<<<<

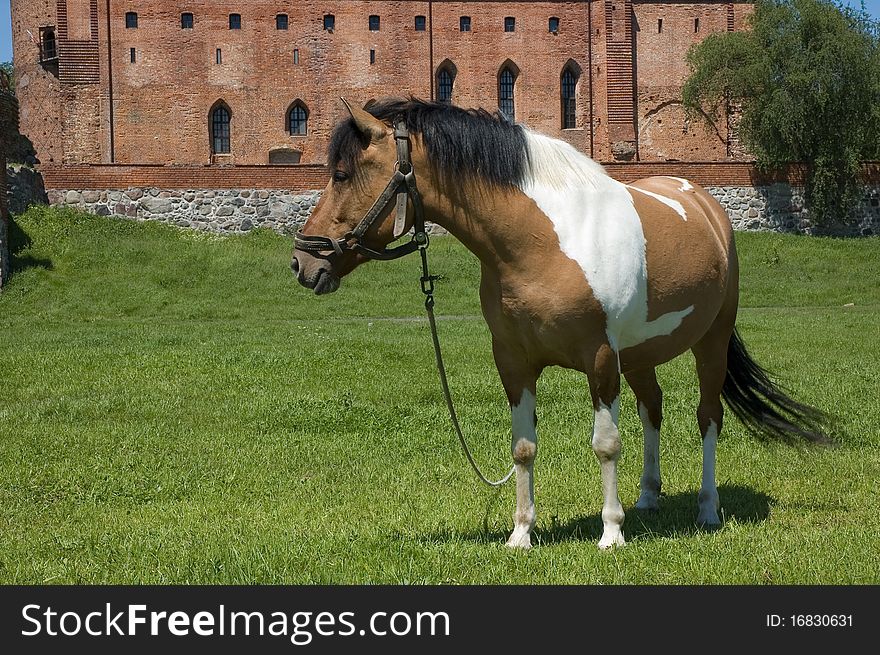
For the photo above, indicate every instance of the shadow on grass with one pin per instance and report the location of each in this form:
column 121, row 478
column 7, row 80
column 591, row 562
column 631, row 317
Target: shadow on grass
column 676, row 518
column 19, row 240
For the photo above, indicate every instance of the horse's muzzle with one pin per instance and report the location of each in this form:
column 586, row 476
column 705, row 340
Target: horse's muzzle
column 320, row 280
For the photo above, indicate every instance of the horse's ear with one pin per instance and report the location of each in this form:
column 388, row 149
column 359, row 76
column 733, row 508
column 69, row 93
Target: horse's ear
column 368, row 124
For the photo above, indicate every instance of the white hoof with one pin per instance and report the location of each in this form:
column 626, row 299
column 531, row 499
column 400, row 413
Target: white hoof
column 708, row 518
column 648, row 502
column 520, row 539
column 610, row 539
column 709, row 503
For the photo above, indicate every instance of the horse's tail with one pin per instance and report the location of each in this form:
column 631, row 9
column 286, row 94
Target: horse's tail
column 762, row 405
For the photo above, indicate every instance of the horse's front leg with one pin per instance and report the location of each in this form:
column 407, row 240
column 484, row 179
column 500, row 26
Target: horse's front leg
column 519, row 384
column 605, row 391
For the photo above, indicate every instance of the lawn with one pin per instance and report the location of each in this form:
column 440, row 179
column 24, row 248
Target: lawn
column 176, row 409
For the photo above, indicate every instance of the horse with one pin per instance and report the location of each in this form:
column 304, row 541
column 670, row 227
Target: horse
column 577, row 270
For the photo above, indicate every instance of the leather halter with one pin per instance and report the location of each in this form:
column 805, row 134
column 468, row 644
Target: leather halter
column 402, row 185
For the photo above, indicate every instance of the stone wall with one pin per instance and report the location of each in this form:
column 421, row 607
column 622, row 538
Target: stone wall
column 776, row 207
column 780, row 208
column 222, row 210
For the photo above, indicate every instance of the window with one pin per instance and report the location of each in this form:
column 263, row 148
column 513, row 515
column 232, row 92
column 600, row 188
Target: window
column 445, row 79
column 298, row 119
column 220, row 132
column 569, row 98
column 506, row 81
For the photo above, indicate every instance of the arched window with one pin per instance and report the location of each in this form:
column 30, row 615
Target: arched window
column 48, row 45
column 221, row 119
column 568, row 97
column 298, row 119
column 506, row 82
column 445, row 81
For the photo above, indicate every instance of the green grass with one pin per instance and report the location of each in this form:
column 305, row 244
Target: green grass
column 176, row 409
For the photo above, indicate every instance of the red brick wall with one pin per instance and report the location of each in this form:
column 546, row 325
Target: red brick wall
column 162, row 101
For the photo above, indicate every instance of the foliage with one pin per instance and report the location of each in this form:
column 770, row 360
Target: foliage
column 177, row 410
column 807, row 80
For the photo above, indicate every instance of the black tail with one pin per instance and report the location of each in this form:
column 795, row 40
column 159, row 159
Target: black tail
column 762, row 405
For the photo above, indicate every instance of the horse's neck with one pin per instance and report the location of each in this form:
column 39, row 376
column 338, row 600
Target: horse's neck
column 500, row 226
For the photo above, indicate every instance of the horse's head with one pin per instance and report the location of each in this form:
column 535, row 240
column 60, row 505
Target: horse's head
column 354, row 220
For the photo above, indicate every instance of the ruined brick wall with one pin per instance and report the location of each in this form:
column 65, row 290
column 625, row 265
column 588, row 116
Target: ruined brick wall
column 38, row 87
column 94, row 104
column 8, row 129
column 664, row 33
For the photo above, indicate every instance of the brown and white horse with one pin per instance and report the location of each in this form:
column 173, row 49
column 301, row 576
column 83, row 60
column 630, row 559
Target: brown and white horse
column 578, row 270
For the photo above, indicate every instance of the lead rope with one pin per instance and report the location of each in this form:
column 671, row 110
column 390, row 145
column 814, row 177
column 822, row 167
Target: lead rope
column 428, row 289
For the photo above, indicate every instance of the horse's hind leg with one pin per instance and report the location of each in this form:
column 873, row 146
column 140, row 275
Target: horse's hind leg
column 711, row 355
column 519, row 384
column 605, row 391
column 649, row 401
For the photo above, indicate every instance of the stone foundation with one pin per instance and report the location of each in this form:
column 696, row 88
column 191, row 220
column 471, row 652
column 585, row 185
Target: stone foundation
column 227, row 211
column 777, row 207
column 780, row 208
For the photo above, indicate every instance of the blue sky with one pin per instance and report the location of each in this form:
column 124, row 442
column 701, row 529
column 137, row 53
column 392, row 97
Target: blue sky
column 873, row 7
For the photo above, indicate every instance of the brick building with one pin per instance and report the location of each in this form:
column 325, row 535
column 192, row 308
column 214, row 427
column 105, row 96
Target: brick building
column 258, row 81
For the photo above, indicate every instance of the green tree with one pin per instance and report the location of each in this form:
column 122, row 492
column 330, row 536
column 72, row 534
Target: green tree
column 806, row 81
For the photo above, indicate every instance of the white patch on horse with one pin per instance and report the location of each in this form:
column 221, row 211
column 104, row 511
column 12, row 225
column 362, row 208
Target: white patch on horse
column 606, row 445
column 524, row 445
column 650, row 482
column 708, row 497
column 598, row 227
column 669, row 202
column 685, row 185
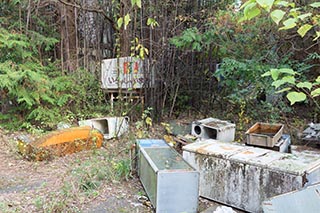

>>>>

Exercise aim —
Give again, please, precisely the lines that begin the records and run through the line with "column 733, row 508" in it, keeping both end lines and dropping any pictures.

Answer area —
For the photo above, indicate every instance of the shadow on grass with one pin per instance and report the location of each in this form:
column 121, row 478
column 7, row 80
column 591, row 562
column 631, row 317
Target: shadow on grass
column 676, row 518
column 19, row 240
For the photo above, indicate every instance of the horse's muzzle with one pin per instance and report the location of each in this form:
column 586, row 476
column 705, row 340
Target: horse's muzzle
column 320, row 280
For the photo above, indicate every instance of the horse's ear with one pin per instance and report the location of each in this form:
column 388, row 149
column 359, row 76
column 733, row 508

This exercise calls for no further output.